_Text_
··········

Gross’s claim to ownership of the Property stems from his purported rescission of the Loan in July 2007 which, in his view, led to rescission of the DOT by operation of law. We conclude that Gross could not rely on TILA to rescind the Loan or on an alleged oral promise from a Bank officer. Moreover, he did not tender his debt if he wished to rescind under state law. As a result, there is no legal basis for Gross to claim that the instruments are void and must be canceled to avoid serious injury.

Gross relies on a rescission notice attached to his HELOC. He invoked it in July 2007, days after obtaining the Loan and the HELOC. The right to cancel the HELOC arises under federal law, specifically, TILA. (15 U.S.C.S. § 1601 et seq.) Gross’s pleadings alleged that the Bank’s failure “to honor the rescission demand . . . was a TILA violation.” TILA allows rescission “to protect borrowers. It is not meant to provide borrowers with a free house or other financial windfall,” which is why rescission is conditioned “on the borrower’s tender of the loan proceeds to the lender.” (Palmer v. Ameribanq Mortg. Group (E.D. PA 2010) 2010 U.S. Dist. LEXIS 107340, 62.)

Gross’s pleading acknowledges that he did “not receive[ ] a Right to Rescind addendum to his main purchase money loan.” There is a good reason why the Loan did not have a right to rescind addendum. Simply put, TILA’s rescission rights do not apply to residential purchase money loans like the one that Gross attempted to cancel. (15 U.S.C.S. §§ 1602(x), 1635(a), (e)(1); Williams v. Homestake Mortgage Company (11th Cir. 1992) 968 F.2d 1137, 1139, fn. 5.) We cannot reasonably construe the Loan as incorporating a notice attached to a different contract. Gross had no right to rescind the Loan under TILA.

Gross relies on a recently recalled 2007 conversation in which he was told that the right to rescind addendum applied to both the Loan and the HELOC. Parole evidence may explain ambiguities in a contract, if the terms are reasonably susceptible of that meaning. But it cannot be used to contradict the contract or add new terms. “[T]he terms contained in an integrated written agreement may not be contradicted by prior or contemporaneous [oral] agreements. [This] necessarily bars consideration of extrinsic evidence of prior or contemporaneous negotiations or agreements at variance with the written agreement. ‘[A]s a matter of substantive law such evidence cannot serve to create or alter the obligations under the instrument.’ ” (Casa Herrera, Inc. v. Beydoun (2004) 32 Cal.4th 336, 344; Civ. Code, § 1625; Code Civ. Proc., § 1856, subd. (a).) Gross’s pleading admits that a cancellation clause is not part of his Loan. He cannot use an alleged oral promise to rewrite the Loan to add new terms that violate TILA.

··········

_Source data_
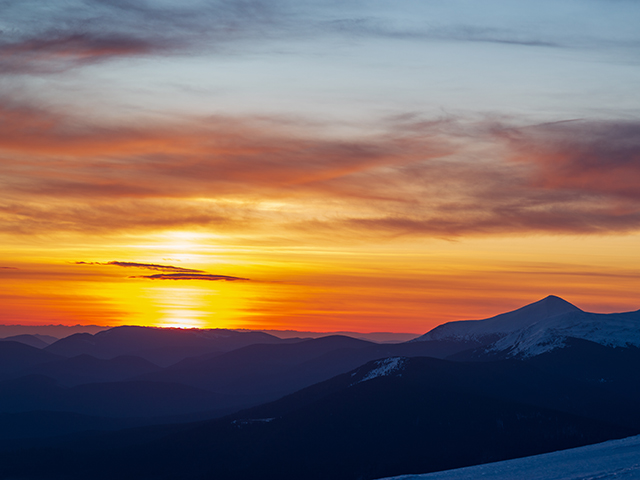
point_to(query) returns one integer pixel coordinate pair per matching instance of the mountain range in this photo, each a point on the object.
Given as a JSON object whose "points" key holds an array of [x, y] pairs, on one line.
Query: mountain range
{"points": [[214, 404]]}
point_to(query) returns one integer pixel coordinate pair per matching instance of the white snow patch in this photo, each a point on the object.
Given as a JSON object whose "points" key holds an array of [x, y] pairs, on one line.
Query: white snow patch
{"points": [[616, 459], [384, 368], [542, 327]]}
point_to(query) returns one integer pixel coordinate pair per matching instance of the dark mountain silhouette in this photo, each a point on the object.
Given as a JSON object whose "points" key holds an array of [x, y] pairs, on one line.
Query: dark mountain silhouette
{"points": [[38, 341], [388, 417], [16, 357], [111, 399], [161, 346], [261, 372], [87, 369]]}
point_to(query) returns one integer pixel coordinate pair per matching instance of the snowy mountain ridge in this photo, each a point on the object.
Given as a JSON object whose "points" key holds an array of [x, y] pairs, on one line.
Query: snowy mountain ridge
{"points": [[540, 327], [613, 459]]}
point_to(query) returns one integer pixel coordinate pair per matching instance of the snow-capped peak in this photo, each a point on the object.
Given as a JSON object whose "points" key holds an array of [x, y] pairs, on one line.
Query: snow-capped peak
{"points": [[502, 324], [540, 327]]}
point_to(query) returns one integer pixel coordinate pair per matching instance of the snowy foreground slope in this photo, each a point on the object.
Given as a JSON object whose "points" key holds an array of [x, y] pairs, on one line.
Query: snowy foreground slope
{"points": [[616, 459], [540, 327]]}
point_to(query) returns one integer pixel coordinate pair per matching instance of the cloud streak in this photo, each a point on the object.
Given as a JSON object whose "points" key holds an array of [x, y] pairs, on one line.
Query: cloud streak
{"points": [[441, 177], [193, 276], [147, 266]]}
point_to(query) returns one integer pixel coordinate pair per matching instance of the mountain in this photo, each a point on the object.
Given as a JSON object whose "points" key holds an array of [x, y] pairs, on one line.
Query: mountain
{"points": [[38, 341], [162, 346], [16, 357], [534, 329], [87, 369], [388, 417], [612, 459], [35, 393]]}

··········

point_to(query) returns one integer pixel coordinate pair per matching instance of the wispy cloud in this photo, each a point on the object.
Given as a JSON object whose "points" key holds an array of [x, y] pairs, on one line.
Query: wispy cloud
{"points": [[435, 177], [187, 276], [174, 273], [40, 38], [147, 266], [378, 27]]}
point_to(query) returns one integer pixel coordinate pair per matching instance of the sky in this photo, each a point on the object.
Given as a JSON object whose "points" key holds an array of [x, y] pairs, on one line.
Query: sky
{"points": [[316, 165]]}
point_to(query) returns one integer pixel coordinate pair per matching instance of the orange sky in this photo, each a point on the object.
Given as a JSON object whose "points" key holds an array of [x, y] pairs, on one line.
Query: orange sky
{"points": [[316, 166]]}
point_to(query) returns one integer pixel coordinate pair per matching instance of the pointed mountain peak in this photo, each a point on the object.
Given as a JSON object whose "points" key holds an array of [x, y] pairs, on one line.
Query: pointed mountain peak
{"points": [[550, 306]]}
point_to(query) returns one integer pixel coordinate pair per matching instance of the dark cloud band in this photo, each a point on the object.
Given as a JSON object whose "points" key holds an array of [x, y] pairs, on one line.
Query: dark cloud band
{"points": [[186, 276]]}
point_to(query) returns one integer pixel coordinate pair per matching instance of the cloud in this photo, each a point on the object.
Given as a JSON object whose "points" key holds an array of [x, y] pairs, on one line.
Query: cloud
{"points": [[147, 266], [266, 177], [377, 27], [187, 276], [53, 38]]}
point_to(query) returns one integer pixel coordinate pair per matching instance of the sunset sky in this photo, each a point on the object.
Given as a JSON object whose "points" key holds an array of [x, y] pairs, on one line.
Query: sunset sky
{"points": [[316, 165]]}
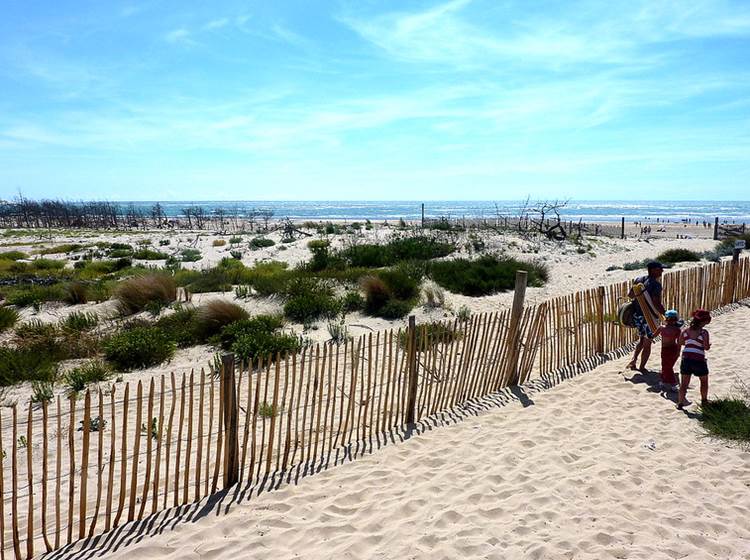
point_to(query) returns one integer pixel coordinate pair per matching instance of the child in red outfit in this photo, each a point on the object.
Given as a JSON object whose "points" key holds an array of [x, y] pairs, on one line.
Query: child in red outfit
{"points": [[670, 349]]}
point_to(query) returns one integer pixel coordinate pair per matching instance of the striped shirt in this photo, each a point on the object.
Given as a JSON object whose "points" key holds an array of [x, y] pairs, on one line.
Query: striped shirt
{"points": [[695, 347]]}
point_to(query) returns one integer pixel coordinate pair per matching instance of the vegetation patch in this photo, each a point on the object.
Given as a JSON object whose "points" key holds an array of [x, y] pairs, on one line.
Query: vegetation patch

··········

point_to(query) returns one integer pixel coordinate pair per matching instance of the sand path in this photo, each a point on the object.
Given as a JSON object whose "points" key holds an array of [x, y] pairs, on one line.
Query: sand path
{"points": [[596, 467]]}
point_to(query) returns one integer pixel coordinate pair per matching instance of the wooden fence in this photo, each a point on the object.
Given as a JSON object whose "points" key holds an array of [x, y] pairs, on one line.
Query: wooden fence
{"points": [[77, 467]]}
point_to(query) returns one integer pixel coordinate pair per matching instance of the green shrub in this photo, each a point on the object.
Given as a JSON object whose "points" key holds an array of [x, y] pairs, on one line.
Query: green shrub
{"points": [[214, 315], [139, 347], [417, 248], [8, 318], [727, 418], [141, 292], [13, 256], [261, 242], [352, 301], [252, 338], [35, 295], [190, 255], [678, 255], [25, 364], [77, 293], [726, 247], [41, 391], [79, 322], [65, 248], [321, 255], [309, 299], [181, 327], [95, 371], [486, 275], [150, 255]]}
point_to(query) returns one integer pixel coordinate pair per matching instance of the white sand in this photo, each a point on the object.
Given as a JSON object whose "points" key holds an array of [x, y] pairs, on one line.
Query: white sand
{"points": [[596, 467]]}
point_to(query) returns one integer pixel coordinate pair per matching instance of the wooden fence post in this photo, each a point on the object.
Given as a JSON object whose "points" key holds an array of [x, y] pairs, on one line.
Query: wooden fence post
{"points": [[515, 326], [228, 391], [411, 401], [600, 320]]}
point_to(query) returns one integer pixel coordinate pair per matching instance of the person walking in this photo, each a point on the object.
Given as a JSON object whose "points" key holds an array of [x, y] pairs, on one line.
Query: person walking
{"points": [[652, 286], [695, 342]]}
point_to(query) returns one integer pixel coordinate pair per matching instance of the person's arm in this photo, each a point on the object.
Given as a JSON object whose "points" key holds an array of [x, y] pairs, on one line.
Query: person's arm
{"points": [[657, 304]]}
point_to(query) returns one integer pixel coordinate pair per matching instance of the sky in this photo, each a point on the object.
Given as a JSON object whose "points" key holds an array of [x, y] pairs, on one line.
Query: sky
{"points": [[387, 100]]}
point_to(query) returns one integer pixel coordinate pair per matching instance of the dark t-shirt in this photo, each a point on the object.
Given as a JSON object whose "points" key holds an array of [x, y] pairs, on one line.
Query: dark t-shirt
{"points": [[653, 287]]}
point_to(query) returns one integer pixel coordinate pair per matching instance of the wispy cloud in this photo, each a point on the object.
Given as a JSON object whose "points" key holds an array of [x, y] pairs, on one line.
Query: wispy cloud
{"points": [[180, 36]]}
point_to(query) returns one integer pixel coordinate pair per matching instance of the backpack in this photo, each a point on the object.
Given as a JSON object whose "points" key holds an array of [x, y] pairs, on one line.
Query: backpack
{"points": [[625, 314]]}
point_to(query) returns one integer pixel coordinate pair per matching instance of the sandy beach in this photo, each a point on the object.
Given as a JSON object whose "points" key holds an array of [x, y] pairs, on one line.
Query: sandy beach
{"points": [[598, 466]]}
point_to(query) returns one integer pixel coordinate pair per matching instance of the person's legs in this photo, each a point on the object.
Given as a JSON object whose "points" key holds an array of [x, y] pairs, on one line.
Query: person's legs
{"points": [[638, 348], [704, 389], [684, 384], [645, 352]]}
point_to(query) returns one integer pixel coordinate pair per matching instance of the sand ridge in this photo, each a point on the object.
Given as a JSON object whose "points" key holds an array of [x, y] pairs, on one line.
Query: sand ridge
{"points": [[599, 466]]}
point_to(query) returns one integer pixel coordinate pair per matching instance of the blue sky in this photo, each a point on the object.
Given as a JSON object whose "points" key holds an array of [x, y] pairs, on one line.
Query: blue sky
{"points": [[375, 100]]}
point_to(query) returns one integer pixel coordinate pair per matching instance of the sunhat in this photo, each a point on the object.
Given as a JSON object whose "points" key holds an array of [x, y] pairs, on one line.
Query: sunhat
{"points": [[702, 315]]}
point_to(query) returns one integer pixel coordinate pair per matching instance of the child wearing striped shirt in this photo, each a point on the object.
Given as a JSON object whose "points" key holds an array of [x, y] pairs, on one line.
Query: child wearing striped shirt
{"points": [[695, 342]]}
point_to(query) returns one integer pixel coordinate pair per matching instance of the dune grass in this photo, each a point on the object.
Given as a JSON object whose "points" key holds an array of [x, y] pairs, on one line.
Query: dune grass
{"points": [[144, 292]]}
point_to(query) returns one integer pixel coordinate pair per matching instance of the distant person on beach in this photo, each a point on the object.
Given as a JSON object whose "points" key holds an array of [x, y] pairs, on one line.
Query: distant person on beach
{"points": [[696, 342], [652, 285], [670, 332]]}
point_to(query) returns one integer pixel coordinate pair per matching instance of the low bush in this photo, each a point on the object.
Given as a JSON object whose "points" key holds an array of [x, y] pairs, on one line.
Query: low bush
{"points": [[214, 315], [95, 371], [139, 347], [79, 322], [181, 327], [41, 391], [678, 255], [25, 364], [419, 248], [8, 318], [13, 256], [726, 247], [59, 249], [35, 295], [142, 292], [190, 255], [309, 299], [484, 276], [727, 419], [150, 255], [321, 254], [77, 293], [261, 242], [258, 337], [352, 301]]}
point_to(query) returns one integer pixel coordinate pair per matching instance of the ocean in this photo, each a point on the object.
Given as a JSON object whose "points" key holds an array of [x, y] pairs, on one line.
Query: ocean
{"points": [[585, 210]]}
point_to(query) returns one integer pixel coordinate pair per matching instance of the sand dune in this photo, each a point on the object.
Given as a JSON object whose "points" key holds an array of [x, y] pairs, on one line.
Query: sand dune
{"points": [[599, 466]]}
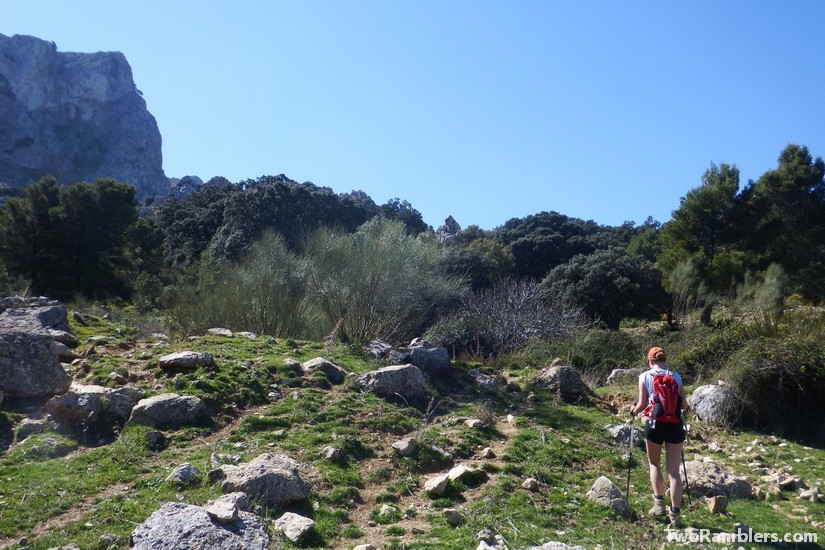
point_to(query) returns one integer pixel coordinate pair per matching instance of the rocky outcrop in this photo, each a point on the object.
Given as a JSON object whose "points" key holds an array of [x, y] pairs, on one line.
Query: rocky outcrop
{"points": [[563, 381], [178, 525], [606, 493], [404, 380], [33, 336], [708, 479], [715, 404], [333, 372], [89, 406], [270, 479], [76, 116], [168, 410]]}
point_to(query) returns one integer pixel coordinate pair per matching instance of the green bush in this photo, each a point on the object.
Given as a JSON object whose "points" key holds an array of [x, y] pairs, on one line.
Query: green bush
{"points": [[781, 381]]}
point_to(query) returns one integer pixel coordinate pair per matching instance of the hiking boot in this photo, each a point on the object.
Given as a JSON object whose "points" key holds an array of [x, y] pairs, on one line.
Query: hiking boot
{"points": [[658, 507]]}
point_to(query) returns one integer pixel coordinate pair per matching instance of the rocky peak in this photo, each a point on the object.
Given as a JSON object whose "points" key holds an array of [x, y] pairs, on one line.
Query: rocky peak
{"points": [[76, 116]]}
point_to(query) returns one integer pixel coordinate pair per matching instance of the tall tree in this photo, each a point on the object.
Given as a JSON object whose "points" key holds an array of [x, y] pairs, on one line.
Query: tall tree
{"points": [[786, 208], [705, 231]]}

··········

_Exercise tasks_
1) According to the text on Gross's rescission claim, when did Gross invoke the rescission notice attached to his HELOC?
2) In the records, begin at the line that contains "of the backpack" and stop after the line that contains "Query: backpack". Reproduce only those lines, switching "backpack" to "duffel bag" and leaving everything else unchanged.
The records are unrelated to the text.

_Solutions to the problems_
1) He invoked it in July 2007, days after obtaining the Loan and the HELOC.

2)
point_to(query) returns one integer pixel coordinate pair per matching instance of the duffel bag in this photo, each a point on the object.
Given as a JSON object whose "points" key holds an array of [x, y] pairs, on one line.
Query: duffel bag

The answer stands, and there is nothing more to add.